Source text:
Guyette, 44, was sentenced to six months in jail, five years probation and ordered to pay $117,120 in restitution following her January guilty plea to grand larceny in the third degree and falsifying business records in the first degree, both felonies. Guyette admitted to altering court records so she could pocket the public funds from 2009 to 2013. Since the thefts, town officials have taken several steps to improve the court’s financial oversight.
DiNapoli thanked District Attorney Mary Rain and the New York State Police for their work on this case.
According to DiNapoli’s audit, Guyette recorded receipts for $115,045 in the Justice Court’s computerized database, but failed to send the money to the town, include the payments in monthly municipal reports or notify the state Justice Court Fund of the income. Auditors also identified a cash shortage of more than $2,000.
Since taking office in 2007, DiNapoli has committed to fighting public corruption and fraud against the state’s retirement system and encourages the public to help fight fraud and abuse.
New Yorkers can report allegations of fraud involving taxpayer money by calling the toll-free Fraud Hotline at 1-888-672-4555, by filing a complaint online at firstname.lastname@example.org, or by mailing a complaint to: Office of the State Comptroller, Division of Investigations, 14th Floor, 110 State St., Albany, NY 12236.

Information shown:
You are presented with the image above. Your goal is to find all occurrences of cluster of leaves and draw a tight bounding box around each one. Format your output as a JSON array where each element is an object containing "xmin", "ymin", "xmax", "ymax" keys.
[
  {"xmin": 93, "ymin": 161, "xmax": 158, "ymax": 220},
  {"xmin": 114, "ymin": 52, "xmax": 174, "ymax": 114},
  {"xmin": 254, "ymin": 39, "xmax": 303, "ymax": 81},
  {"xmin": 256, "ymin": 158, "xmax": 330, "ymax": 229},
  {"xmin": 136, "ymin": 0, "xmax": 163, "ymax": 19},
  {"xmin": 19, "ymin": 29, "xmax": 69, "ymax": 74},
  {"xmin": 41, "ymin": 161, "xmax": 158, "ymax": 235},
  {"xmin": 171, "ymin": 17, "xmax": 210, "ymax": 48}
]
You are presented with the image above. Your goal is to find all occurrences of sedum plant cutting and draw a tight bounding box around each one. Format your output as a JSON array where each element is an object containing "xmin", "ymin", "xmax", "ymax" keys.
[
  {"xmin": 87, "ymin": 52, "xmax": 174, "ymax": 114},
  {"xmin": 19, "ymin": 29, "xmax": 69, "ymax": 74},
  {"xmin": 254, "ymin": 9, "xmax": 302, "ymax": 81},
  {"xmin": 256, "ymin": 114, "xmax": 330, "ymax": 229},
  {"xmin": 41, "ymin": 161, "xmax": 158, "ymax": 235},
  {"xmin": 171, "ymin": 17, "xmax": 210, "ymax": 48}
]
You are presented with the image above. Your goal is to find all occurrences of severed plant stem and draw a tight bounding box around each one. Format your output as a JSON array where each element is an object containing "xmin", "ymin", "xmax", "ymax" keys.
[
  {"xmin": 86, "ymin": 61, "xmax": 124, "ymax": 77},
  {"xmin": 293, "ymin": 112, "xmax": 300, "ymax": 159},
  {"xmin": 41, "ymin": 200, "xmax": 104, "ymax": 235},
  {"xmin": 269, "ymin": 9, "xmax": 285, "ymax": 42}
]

Instruction A: Copy the court theft article starting with "Since taking office" and going on through "fraud and abuse.", substituting "government corruption" for "public corruption".
Instruction B:
Answer these from the court theft article:
(i) How much restitution was Guyette ordered to pay?
(ii) How large a cash shortage did auditors identify?
(iii) In what year did DiNapoli take office?

Response A:
Since taking office in 2007, DiNapoli has committed to fighting government corruption and fraud against the state’s retirement system and encourages the public to help fight fraud and abuse.

Response B:
(i) $117,120
(ii) More than $2,000
(iii) 2007